▶ _What you are asked to do_:
Give the material below as a JSON list of strings, one string per line, with blank lines left out.

▶ _Data supplied_:
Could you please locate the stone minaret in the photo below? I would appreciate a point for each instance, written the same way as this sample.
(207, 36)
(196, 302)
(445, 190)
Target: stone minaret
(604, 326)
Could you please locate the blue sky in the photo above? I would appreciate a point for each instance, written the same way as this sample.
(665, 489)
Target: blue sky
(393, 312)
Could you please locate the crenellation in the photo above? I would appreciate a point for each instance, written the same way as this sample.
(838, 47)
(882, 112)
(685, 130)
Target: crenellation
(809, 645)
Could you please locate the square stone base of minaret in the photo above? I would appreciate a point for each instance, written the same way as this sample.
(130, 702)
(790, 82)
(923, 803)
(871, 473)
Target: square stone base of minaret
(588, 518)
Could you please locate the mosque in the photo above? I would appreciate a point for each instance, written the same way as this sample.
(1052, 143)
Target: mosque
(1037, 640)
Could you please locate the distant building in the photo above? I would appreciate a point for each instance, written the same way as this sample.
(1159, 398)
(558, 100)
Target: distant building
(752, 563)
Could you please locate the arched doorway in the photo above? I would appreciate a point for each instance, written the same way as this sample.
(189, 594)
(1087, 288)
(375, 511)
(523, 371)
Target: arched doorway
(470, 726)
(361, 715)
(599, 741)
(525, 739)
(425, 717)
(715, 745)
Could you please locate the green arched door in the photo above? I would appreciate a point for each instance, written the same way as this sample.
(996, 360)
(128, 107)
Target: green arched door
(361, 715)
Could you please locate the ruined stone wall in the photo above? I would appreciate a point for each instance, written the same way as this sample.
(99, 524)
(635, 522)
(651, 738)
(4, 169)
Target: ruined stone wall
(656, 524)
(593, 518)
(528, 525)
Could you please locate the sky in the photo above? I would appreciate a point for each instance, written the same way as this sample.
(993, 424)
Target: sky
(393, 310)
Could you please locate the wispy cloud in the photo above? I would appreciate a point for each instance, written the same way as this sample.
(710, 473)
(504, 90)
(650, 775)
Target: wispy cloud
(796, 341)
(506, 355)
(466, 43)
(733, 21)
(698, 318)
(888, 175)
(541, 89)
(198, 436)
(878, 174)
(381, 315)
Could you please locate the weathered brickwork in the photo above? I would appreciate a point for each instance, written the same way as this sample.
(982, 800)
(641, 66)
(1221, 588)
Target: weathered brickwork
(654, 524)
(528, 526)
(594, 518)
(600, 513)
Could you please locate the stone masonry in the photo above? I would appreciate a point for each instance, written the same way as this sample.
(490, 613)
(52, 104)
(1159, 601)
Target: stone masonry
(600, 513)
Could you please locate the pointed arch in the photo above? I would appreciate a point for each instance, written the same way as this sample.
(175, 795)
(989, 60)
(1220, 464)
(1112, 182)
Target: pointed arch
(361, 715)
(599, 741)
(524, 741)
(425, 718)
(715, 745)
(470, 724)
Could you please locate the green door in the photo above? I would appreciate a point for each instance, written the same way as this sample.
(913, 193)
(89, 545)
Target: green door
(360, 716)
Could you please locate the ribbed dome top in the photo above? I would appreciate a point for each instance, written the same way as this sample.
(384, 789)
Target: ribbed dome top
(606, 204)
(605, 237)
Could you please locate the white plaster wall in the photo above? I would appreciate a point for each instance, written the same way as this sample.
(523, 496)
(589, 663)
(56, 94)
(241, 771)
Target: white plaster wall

▶ _Written response_:
[
  "Could you please locate the stone minaret in the photo below? I would appreciate a point for each instance, written the same way as this sample.",
  "(207, 36)",
  "(196, 302)",
  "(445, 190)",
  "Target: stone minaret",
  "(604, 326)",
  "Could you please locate the blue sky in the photo above? I would appreciate a point for each instance, written the same way as this sample.",
  "(665, 489)",
  "Target: blue sky",
  "(393, 312)",
  "Could you please locate the crenellation in the photo above? I would appreciate a point for each instance, written the same way as this sample.",
  "(838, 47)",
  "(882, 112)",
  "(685, 130)",
  "Target: crenellation",
  "(809, 645)",
  "Could you please locate the square stone base of minaret in the photo above? I would appreciate a point for each instance, written the same way as this sample.",
  "(130, 702)",
  "(790, 82)",
  "(923, 803)",
  "(871, 473)",
  "Target: square stone base of minaret",
  "(588, 518)",
  "Could you please locate the mosque in the photo above? I would appreciate a point for each instance, written the same way as this sample.",
  "(1052, 143)",
  "Target: mosque",
  "(1037, 640)",
  "Could you please locate the distant building in the photo above? I would appreciate a point for each instance, written the same way as this sample.",
  "(1159, 398)",
  "(558, 100)",
  "Target: distant building",
  "(752, 563)",
  "Could you please locate the arched doorway in the photo above? I would appreciate a point for each instance, written the same way as this sample.",
  "(189, 594)",
  "(1087, 288)",
  "(375, 511)",
  "(523, 371)",
  "Target: arched doorway",
  "(470, 726)",
  "(361, 715)",
  "(599, 741)",
  "(525, 739)",
  "(425, 717)",
  "(715, 745)",
  "Could you please locate the green arched door in the photo above? I would appreciate a point for each instance, written the same way as this sample.",
  "(996, 360)",
  "(128, 107)",
  "Target: green arched door",
  "(361, 715)",
  "Could you please locate the ruined stone wall in the photo above? I would appreciate a point for each instance, written the same way as this sample.",
  "(99, 524)",
  "(635, 522)",
  "(651, 738)",
  "(4, 169)",
  "Target: ruined stone wall",
  "(656, 524)",
  "(593, 518)",
  "(528, 525)",
  "Could you please locate the sky in the photo above? I would appreciate a point for each instance, written the same way as this sample.",
  "(993, 424)",
  "Target: sky",
  "(393, 310)",
  "Could you please locate the wispy cloud in the photo above? I would appreciate a point for each instance, written the same way as this sample.",
  "(710, 473)",
  "(504, 90)",
  "(650, 775)",
  "Target: wispy cloud",
  "(796, 341)",
  "(506, 355)",
  "(466, 43)",
  "(733, 21)",
  "(698, 318)",
  "(888, 175)",
  "(541, 89)",
  "(198, 436)",
  "(878, 174)",
  "(381, 315)",
  "Could you please locate the weathered brickwork in the photo above? I would appreciate a point for each instance, written the same way as this sample.",
  "(982, 800)",
  "(641, 66)",
  "(1221, 588)",
  "Target: weathered brickwork",
  "(654, 524)",
  "(528, 526)",
  "(594, 518)",
  "(600, 513)",
  "Could you please locate the stone masonry in the photo above? I would appreciate a point for each instance, written the same way as this sample.",
  "(490, 613)",
  "(52, 104)",
  "(1159, 601)",
  "Target: stone masonry",
  "(600, 513)",
  "Could you please locate the pointed arch in the photo above? I would appreciate a point for each instance, written the same way as this sample.",
  "(175, 795)",
  "(989, 60)",
  "(1220, 464)",
  "(1112, 182)",
  "Target: pointed arch",
  "(361, 715)",
  "(599, 741)",
  "(524, 741)",
  "(425, 718)",
  "(715, 745)",
  "(470, 724)",
  "Could you please locate the green door in the photo above? I would appreciate a point for each instance, written the same way as this sample.",
  "(913, 193)",
  "(89, 545)",
  "Target: green door",
  "(360, 716)",
  "Could you please locate the ribbed dome top in the photo above? I would appreciate a point for each instance, written the same way as this sample.",
  "(384, 789)",
  "Target: ribbed dome top",
  "(606, 204)",
  "(605, 237)",
  "Could you please locate the white plaster wall in the photo above? I would appreciate a point for each instance, written the same way as this sample.",
  "(523, 496)",
  "(589, 663)",
  "(56, 94)",
  "(241, 771)",
  "Target: white plaster wall"
]